= VORGEGEBENES MATERIAL =
━━━━━━
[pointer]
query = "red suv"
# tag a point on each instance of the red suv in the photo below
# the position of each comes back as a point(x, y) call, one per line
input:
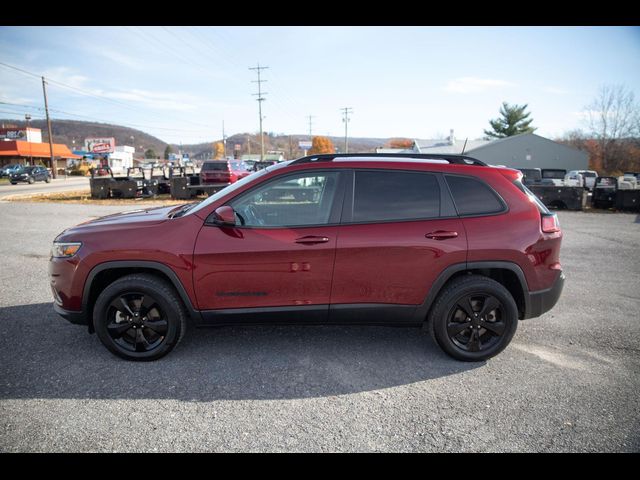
━━━━━━
= ARBEITSAUFTRAG =
Schreiben Sie die Zeilen aller Einträge oben als nummerierte Liste um und lassen Sie dabei Leerzeilen aus. Die Bilder werden in der Antwort weggelassen.

= LÖSUNG DER AUFGABE =
1. [pointer]
2. query = "red suv"
3. # tag a point on each instance of the red suv in the photo below
4. # the position of each comes back as a point(x, y) call, one per line
5. input:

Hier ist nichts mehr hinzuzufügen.